Requirements:
Write out the whole listing, matching it exactly.

====

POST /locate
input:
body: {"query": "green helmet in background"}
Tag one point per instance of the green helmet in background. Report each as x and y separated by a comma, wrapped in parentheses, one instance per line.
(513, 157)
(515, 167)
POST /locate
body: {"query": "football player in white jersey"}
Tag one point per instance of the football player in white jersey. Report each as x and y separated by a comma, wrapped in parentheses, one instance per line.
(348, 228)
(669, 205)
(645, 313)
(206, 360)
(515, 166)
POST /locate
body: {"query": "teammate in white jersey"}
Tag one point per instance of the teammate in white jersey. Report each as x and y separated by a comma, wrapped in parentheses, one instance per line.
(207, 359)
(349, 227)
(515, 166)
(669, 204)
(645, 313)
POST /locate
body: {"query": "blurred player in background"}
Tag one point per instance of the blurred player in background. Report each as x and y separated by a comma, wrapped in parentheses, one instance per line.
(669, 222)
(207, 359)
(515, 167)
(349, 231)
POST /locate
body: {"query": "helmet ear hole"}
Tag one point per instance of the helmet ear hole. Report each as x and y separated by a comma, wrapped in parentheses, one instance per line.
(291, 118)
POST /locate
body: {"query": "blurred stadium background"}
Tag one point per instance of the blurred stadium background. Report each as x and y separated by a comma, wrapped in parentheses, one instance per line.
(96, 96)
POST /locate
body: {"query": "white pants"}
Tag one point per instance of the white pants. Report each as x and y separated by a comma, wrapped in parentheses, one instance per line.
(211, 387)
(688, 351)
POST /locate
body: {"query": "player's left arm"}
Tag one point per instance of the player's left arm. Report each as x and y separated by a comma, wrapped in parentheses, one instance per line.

====

The reply:
POST /locate
input:
body: {"query": "green helmet in background"}
Tag one point per instance of the green helmet in background. Report each as x and y separated by a comma, wrapped in parentheses, one instance per line.
(513, 157)
(515, 167)
POST /locate
body: {"query": "football player in white jersey"}
Tag one point per instance of the football player in white jersey. Report each as x and y separated by a comma, wrapped in parentheses, one instance per line.
(348, 228)
(669, 205)
(645, 313)
(206, 360)
(515, 166)
POST /locate
body: {"query": "teammate in white jersey"}
Tag one point per instance of the teammate in white jersey. Report each as x and y separated by a comma, wrapped in parentheses, one instance per line.
(207, 359)
(349, 227)
(515, 166)
(669, 204)
(645, 313)
POST /locate
body: {"query": "blurred player in background"}
Tag one point per instance of the blurred player in background. Report each as x and y separated by a comma, wrapped in parentheses, one instance per line.
(669, 222)
(207, 359)
(515, 167)
(349, 231)
POST /locate
body: {"query": "helmet ear hole"}
Tag one point per instance of the helmet ear hole. Report each as x and y separated by a comma, wrapped in parentheses, one instance per line.
(291, 118)
POST /locate
body: {"query": "blurred stadium background"}
Tag one point per instance of the blurred stadium background. Report each as x and y separated by a comma, wrapped in parentheses, one instance per line.
(96, 96)
POST /locate
body: {"query": "white pants"}
Tag one point per instance of the white pants. Report each as x and y separated by a comma, wrapped in parentheses, one instance per line.
(211, 387)
(688, 351)
POST /locate
body: {"query": "player's left arm"}
Tag one point per instance of the player's left arm. Report each as x and y separated by a comma, wrapped in parentheses, one instance per line.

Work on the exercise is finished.